» **PROBLEM TO WORK ON**:
Only the lines from the line containing "Target: high-rise tower" to the end of the records, both included, belong in the answer, copied exactly.

» **DATASET EXCERPTS**:
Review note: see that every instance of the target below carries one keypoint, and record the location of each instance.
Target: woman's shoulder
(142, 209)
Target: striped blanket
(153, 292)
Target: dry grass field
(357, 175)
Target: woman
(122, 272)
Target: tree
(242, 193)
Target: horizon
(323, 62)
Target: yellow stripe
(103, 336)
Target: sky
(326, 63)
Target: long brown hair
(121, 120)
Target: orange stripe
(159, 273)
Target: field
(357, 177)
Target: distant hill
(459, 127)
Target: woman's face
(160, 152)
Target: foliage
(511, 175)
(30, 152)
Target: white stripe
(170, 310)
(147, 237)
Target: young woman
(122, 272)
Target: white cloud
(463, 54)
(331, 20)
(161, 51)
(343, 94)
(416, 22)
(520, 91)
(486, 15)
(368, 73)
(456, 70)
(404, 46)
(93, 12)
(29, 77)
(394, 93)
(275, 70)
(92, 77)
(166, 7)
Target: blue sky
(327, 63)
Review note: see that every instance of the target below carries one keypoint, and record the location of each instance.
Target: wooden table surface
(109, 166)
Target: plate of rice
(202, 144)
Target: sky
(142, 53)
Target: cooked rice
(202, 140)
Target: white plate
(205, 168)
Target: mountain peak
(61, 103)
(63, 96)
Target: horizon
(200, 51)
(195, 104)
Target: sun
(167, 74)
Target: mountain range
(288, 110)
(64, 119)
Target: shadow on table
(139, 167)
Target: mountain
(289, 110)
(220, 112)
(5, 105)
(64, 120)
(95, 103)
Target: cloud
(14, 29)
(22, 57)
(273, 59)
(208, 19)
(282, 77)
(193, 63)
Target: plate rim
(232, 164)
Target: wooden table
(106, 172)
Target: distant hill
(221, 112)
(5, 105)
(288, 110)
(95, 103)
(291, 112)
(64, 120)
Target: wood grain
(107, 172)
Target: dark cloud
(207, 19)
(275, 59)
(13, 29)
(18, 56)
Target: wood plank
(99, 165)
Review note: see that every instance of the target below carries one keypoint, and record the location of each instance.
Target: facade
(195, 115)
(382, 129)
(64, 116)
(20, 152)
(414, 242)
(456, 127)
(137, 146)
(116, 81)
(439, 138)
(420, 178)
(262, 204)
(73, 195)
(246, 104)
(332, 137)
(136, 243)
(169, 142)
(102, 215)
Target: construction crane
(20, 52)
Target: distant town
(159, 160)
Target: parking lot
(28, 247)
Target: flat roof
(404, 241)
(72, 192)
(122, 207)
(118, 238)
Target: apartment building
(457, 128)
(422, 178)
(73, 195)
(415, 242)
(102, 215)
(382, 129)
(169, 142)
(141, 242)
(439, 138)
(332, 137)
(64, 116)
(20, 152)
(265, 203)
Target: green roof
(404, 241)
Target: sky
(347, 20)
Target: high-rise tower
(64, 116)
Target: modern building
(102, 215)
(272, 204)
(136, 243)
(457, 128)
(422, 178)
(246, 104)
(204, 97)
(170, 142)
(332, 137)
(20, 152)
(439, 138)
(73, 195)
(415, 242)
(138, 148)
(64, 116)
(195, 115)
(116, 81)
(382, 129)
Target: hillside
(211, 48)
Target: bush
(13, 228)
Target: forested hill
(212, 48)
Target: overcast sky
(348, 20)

» **SOLUTION FOR THIS TASK**:
Target: high-rise tower
(64, 116)
Target: modern building
(102, 215)
(272, 204)
(136, 243)
(457, 128)
(422, 178)
(246, 104)
(204, 97)
(170, 142)
(332, 137)
(20, 152)
(439, 138)
(73, 195)
(415, 242)
(138, 148)
(64, 116)
(195, 115)
(116, 81)
(382, 129)
Target: hillside
(211, 48)
Target: bush
(13, 228)
Target: forested hill
(212, 48)
Target: overcast sky
(348, 20)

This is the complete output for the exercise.